> [Task statement] Below is a block of entries; repeat exactly the lines starting at the line that contains "Task: If you could tag each instance of the weathered" and ending at the line that contains "Target: weathered wood surface", both included.
Material for the task below:
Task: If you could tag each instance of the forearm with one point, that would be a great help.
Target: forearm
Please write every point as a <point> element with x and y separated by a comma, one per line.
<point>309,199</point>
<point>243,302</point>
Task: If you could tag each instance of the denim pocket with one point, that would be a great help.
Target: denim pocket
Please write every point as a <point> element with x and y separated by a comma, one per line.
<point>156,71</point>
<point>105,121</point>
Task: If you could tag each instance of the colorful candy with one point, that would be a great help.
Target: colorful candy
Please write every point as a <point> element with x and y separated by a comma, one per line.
End of Material for the task.
Material for the task below:
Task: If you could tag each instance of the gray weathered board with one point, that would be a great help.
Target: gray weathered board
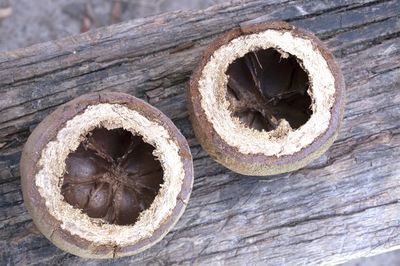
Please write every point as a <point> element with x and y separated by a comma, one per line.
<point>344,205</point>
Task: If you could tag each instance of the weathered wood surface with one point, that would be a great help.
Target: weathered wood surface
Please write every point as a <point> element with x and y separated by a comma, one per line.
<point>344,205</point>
End of Material for the task.
Material for the task below:
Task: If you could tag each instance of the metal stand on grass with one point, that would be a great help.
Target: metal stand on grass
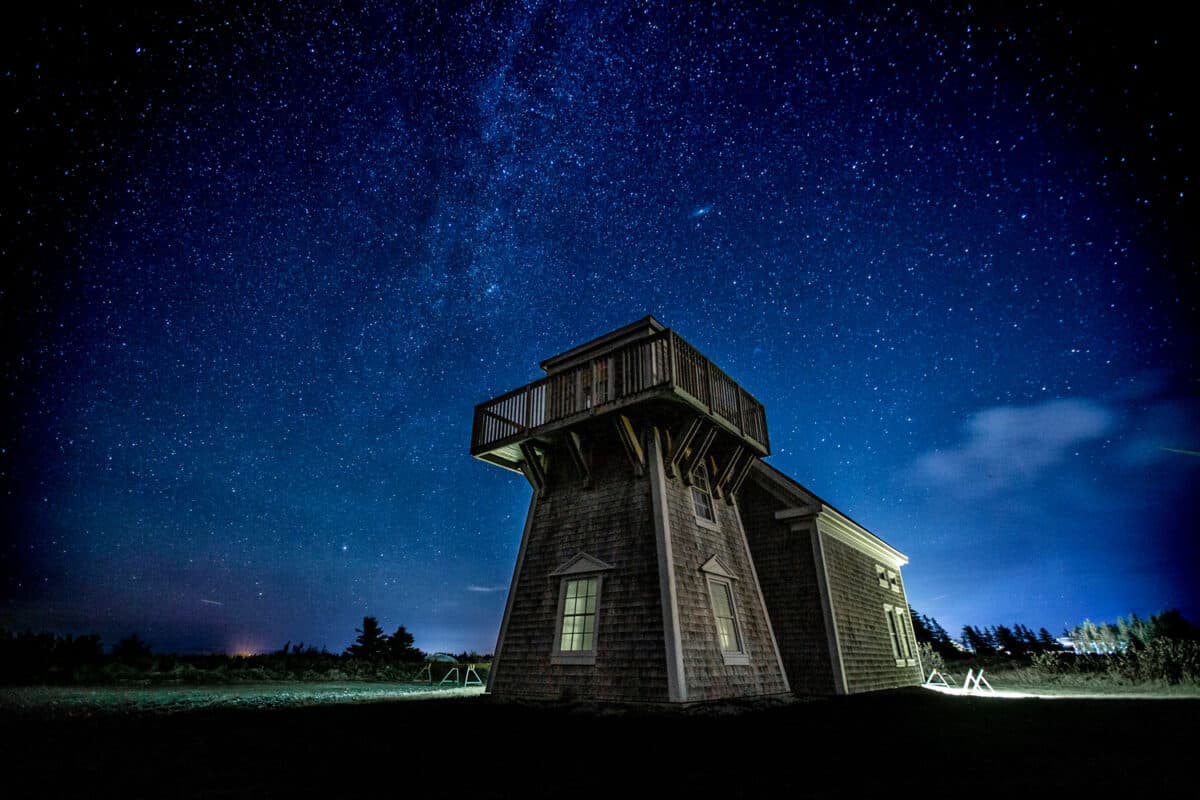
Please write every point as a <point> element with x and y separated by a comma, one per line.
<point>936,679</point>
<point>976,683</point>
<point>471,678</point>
End of Material for the task.
> [Response to this task]
Task: If you could tag each instance of the weathered wood surface with one point, that would be a great help.
Target: weathered wood surface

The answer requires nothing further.